--- TO BE DONE ---
Format every line of the data below as a numbered list, skipping any blank lines and leaving the pictures out of your answer.

--- TASK MATERIAL ---
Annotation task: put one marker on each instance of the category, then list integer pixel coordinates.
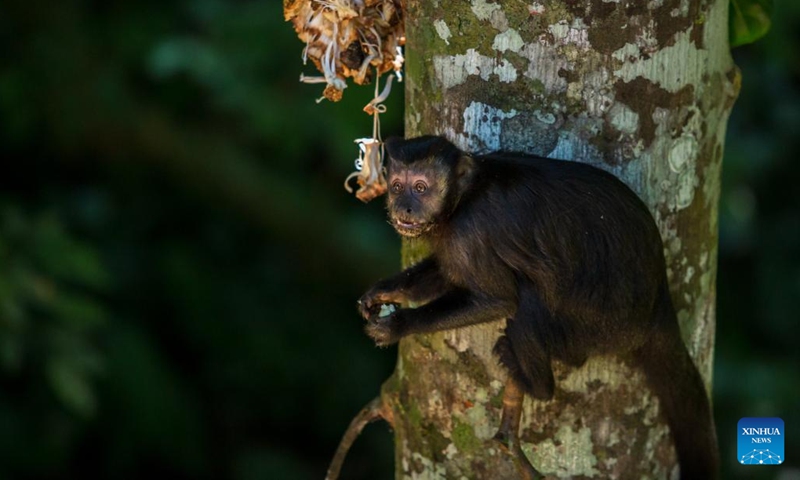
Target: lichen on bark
(640, 89)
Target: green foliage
(51, 308)
(749, 20)
(179, 262)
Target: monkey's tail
(676, 381)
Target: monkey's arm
(456, 308)
(419, 283)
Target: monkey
(565, 252)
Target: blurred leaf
(67, 259)
(71, 385)
(749, 20)
(78, 312)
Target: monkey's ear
(465, 171)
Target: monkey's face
(417, 197)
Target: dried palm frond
(348, 39)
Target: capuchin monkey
(565, 252)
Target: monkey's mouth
(410, 228)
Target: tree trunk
(642, 89)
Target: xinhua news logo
(760, 441)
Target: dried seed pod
(348, 39)
(369, 174)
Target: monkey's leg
(508, 433)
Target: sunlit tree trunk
(642, 89)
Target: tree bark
(641, 89)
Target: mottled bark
(642, 89)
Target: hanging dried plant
(348, 39)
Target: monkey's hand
(386, 330)
(369, 305)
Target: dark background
(179, 263)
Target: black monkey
(566, 252)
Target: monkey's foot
(510, 445)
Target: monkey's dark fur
(566, 252)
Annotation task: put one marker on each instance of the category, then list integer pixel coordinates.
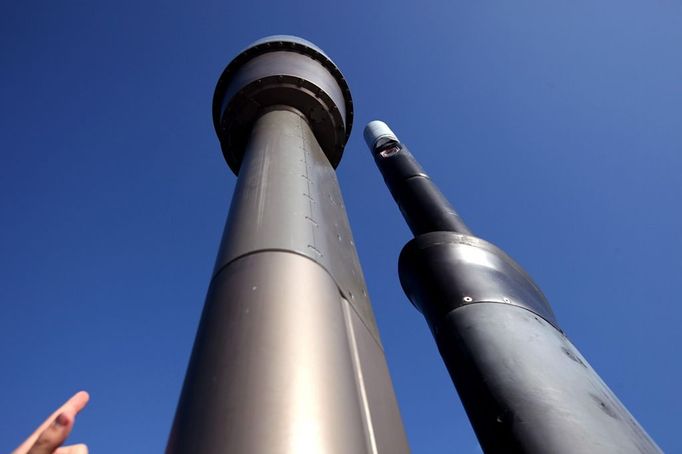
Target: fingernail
(61, 420)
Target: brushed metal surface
(271, 370)
(287, 357)
(288, 198)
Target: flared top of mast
(282, 70)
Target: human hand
(49, 436)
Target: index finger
(74, 405)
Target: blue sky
(552, 126)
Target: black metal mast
(524, 385)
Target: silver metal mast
(287, 357)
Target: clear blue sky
(554, 127)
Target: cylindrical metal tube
(524, 385)
(287, 357)
(424, 207)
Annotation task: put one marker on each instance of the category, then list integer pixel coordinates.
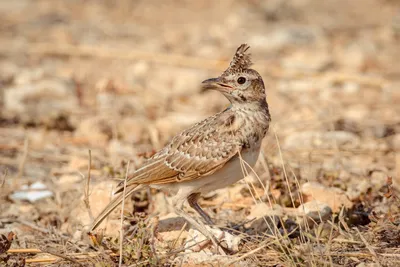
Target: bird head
(239, 83)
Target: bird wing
(198, 151)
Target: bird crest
(241, 60)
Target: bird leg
(199, 225)
(192, 200)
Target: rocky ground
(104, 83)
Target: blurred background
(122, 77)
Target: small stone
(335, 198)
(43, 101)
(316, 210)
(326, 140)
(96, 130)
(32, 193)
(196, 241)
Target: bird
(5, 242)
(208, 155)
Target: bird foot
(224, 242)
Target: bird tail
(113, 205)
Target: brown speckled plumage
(6, 241)
(206, 156)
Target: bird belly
(227, 175)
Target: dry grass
(132, 71)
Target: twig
(121, 231)
(21, 164)
(24, 250)
(41, 260)
(62, 256)
(368, 246)
(33, 226)
(87, 188)
(3, 180)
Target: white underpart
(229, 174)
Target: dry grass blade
(87, 188)
(368, 246)
(121, 230)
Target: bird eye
(241, 80)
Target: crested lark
(207, 156)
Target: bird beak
(216, 84)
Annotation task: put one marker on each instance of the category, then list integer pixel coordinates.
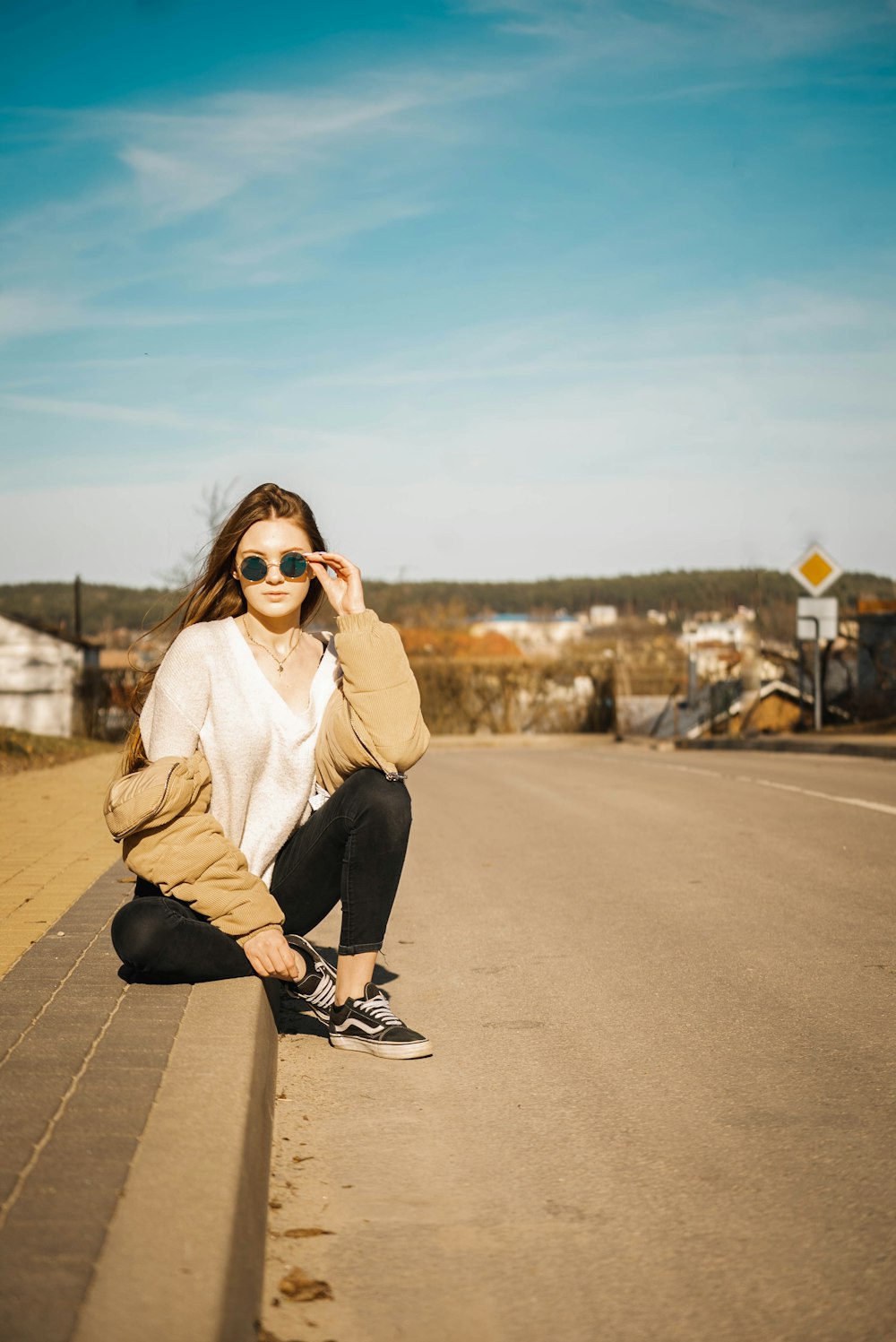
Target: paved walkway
(54, 844)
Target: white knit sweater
(210, 693)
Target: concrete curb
(184, 1255)
(135, 1144)
(799, 745)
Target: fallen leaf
(298, 1286)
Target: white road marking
(828, 796)
(782, 786)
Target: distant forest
(426, 604)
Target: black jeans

--- ANSWER TO THIS PROBLEM ---
1. Annotation task: put one marker on each instance of the category, then list integer pixel coordinates.
2. Target: lichen on bark
3. (640, 89)
4. Target: green foliage
5. (51, 308)
6. (749, 20)
7. (179, 262)
8. Target: monkey's tail
9. (676, 381)
10. Target: monkey's arm
11. (456, 308)
12. (419, 283)
13. Target: monkey
14. (565, 252)
15. Target: blurred leaf
16. (67, 259)
17. (71, 385)
18. (749, 20)
19. (78, 312)
20. Target: monkey's ear
21. (465, 171)
22. Target: monkey's face
23. (417, 197)
24. Target: dried palm frond
25. (348, 39)
26. Target: capuchin monkey
27. (565, 252)
28. Target: monkey's mouth
29. (410, 228)
30. Target: tree trunk
31. (642, 89)
32. Target: xinhua news logo
33. (760, 441)
34. Target: dried seed pod
35. (348, 39)
36. (369, 174)
37. Target: monkey's leg
38. (508, 433)
39. Target: sunlit tree trunk
40. (642, 89)
41. Target: tree bark
42. (641, 89)
43. Target: mottled bark
44. (642, 89)
45. Target: hanging dried plant
46. (348, 39)
47. Target: monkey's hand
48. (386, 330)
49. (369, 305)
50. Target: dark background
51. (179, 263)
52. Target: black monkey
53. (566, 252)
54. Target: monkey's foot
55. (510, 445)
56. Target: monkey's dark fur
57. (566, 252)
58. Annotation task: put one marker on each instance of the category, then list integer pixel coordinates.
59. Target: fingernail
60. (61, 420)
61. Target: brushed metal surface
62. (271, 370)
63. (287, 357)
64. (288, 198)
65. Target: flared top of mast
66. (282, 70)
67. Target: human hand
68. (49, 436)
69. Target: index finger
70. (74, 405)
71. Target: blue sky
72. (552, 126)
73. Target: black metal mast
74. (524, 385)
75. Target: silver metal mast
76. (287, 357)
77. Target: clear blue sky
78. (554, 127)
79. Target: cylindrical metal tube
80. (524, 385)
81. (287, 357)
82. (424, 207)
83. Annotation task: put one marker on each instance of the category, then list integer pixel coordinates.
84. Target: bird head
85. (239, 83)
86. Target: bird wing
87. (198, 151)
88. Target: bird crest
89. (241, 60)
90. Target: bird leg
91. (199, 225)
92. (192, 200)
93. Target: rocky ground
94. (104, 83)
95. Target: blurred background
96. (122, 77)
97. Target: small stone
98. (335, 198)
99. (43, 101)
100. (316, 210)
101. (326, 140)
102. (96, 130)
103. (32, 193)
104. (196, 241)
105. Target: bird
106. (5, 242)
107. (208, 155)
108. Target: bird foot
109. (224, 242)
110. Target: bird tail
111. (113, 205)
112. Target: brown speckled plumage
113. (6, 241)
114. (206, 156)
115. Target: bird belly
116. (227, 175)
117. Target: dry grass
118. (132, 71)
119. Target: twig
120. (121, 231)
121. (21, 164)
122. (24, 250)
123. (41, 260)
124. (62, 256)
125. (368, 246)
126. (33, 226)
127. (87, 188)
128. (3, 180)
129. Target: white underpart
130. (229, 174)
131. Target: dry grass blade
132. (87, 188)
133. (368, 246)
134. (121, 230)
135. Target: bird eye
136. (241, 80)
137. Target: crested lark
138. (207, 156)
139. Target: bird beak
140. (216, 84)
141. Annotation task: put one marker on each instance of the category, then list integer pixel coordinates.
142. Target: paved walkway
143. (54, 844)
144. Target: white knit sweater
145. (210, 693)
146. Target: concrete curb
147. (184, 1255)
148. (135, 1144)
149. (799, 745)
150. Target: fallen leaf
151. (298, 1286)
152. Target: white road marking
153. (828, 796)
154. (782, 786)
155. Target: distant forest
156. (426, 604)
157. Target: black jeans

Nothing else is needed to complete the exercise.